(Items from a data source)

____________

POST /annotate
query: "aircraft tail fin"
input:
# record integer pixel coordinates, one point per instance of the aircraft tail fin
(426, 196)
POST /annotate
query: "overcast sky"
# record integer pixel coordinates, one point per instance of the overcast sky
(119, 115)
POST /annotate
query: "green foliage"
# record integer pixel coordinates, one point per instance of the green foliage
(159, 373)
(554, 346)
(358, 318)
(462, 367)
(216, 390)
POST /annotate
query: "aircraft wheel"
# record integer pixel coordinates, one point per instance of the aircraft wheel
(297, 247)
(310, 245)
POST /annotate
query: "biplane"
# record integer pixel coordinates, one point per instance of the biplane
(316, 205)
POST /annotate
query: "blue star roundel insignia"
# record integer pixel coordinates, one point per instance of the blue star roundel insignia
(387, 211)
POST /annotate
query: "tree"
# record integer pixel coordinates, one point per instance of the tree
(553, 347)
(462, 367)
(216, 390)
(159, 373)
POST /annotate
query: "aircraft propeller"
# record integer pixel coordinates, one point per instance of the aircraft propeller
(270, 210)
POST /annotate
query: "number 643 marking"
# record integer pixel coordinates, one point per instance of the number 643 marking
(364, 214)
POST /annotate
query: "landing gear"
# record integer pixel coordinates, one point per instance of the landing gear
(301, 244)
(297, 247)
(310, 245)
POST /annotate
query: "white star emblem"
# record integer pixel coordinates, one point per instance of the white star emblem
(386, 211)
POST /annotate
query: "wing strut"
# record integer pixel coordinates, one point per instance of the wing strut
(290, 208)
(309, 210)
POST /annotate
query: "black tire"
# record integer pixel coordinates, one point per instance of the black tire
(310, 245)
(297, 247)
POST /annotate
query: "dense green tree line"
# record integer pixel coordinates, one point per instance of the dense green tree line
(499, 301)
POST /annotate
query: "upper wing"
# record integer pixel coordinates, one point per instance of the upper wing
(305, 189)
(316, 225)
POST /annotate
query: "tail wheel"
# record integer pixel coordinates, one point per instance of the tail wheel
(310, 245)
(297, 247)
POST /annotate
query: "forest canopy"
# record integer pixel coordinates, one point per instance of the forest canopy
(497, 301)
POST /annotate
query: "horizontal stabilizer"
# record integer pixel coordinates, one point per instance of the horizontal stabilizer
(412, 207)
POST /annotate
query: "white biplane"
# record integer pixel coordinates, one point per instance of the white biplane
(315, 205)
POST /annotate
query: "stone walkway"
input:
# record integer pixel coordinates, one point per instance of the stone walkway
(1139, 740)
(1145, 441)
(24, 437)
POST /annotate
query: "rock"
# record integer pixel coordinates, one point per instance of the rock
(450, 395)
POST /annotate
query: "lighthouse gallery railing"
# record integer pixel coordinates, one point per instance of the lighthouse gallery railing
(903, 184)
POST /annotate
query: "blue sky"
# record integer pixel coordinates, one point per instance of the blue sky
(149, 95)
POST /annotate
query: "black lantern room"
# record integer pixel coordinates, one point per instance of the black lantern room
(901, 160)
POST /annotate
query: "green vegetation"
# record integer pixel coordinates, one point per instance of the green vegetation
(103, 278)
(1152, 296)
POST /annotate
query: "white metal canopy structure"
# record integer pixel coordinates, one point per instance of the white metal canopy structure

____________

### BRIEF
Find every line in the items that contains the string "tire", and copy each one. Case counts.

### WORKED SOLUTION
query: "black tire"
# record integer pixel coordinates, one point per instance of the black tire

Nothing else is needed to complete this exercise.